- PROBLEM STATEMENT:
Pick out every line of the records that contains the string "wave", matching case exactly, and copy each one.

Source data
((

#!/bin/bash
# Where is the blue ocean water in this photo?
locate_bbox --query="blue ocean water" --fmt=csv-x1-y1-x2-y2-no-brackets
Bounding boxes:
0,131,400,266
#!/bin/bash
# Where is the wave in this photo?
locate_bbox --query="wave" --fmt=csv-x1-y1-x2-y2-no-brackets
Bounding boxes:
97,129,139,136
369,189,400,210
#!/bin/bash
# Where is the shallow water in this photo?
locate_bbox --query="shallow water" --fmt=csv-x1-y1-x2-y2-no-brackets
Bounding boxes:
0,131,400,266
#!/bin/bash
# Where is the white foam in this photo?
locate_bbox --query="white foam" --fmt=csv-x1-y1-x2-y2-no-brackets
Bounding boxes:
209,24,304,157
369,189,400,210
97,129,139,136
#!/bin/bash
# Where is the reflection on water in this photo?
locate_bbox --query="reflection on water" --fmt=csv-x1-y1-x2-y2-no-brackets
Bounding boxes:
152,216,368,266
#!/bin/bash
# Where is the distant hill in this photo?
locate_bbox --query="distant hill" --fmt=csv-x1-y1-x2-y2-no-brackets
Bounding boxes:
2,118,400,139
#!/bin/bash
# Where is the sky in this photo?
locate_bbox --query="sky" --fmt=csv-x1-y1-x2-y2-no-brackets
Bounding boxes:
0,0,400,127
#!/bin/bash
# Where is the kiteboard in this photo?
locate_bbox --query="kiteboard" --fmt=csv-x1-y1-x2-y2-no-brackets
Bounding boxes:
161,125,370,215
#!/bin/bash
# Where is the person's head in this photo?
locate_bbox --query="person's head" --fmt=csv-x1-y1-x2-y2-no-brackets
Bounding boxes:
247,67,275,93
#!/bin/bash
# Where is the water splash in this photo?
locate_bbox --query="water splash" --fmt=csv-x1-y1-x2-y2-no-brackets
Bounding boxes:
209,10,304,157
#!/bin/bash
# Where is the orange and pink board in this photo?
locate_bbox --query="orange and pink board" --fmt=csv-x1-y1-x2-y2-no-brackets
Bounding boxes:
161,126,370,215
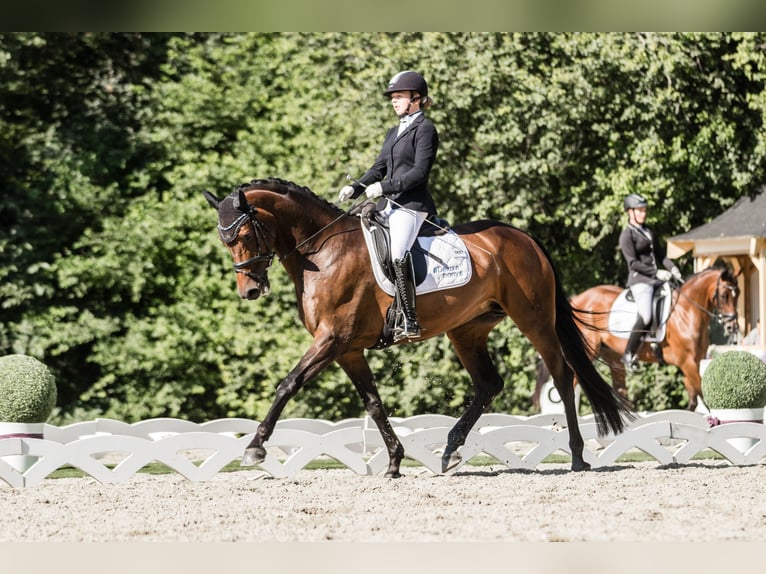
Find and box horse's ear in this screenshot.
[202,189,221,210]
[238,188,250,213]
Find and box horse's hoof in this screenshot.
[239,446,266,466]
[442,452,463,472]
[572,459,590,472]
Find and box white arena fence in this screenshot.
[0,410,766,487]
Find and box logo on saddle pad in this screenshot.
[609,281,672,343]
[362,218,472,297]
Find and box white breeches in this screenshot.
[380,201,428,260]
[630,283,654,326]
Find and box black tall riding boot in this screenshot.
[394,251,420,341]
[622,317,646,371]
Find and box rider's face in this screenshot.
[391,92,420,116]
[630,207,646,225]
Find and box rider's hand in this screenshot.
[338,185,354,201]
[367,181,383,199]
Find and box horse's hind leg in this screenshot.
[442,320,503,472]
[530,346,590,470]
[337,353,404,478]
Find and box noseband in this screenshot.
[711,275,737,325]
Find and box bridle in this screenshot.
[711,275,737,325]
[218,197,276,285]
[218,195,353,285]
[678,275,738,325]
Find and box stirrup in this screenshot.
[620,353,638,373]
[394,319,420,342]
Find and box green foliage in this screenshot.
[702,351,766,409]
[0,33,766,421]
[0,355,56,423]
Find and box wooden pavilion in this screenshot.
[668,185,766,348]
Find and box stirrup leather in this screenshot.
[393,251,420,341]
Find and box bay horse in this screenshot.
[202,178,634,478]
[533,267,739,411]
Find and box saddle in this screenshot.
[357,203,473,349]
[359,203,473,297]
[360,203,450,285]
[609,280,673,343]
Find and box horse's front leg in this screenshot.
[240,337,335,466]
[338,352,404,478]
[442,330,503,472]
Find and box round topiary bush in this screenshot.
[702,351,766,409]
[0,355,56,423]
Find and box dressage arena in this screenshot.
[0,412,766,543]
[0,460,766,543]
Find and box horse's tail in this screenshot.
[556,277,635,436]
[538,237,636,436]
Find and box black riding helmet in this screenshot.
[383,70,428,99]
[623,193,647,211]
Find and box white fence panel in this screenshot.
[0,411,766,487]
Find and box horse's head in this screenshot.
[712,268,739,335]
[202,187,274,300]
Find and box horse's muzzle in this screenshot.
[237,278,271,301]
[719,315,739,336]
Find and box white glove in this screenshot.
[367,181,383,199]
[338,185,354,201]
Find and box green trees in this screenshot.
[0,33,766,420]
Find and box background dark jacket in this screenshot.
[353,114,439,215]
[620,225,676,287]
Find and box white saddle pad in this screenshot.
[609,282,672,343]
[362,225,473,297]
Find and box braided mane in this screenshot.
[232,177,342,213]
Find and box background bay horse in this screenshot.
[535,268,739,411]
[203,179,633,477]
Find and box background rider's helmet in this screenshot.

))

- TASK SOLUTION:
# Where is the wave in this photo?
locate_bbox --query="wave" --fmt=csv-x1-y1-x2-y2-no-brackets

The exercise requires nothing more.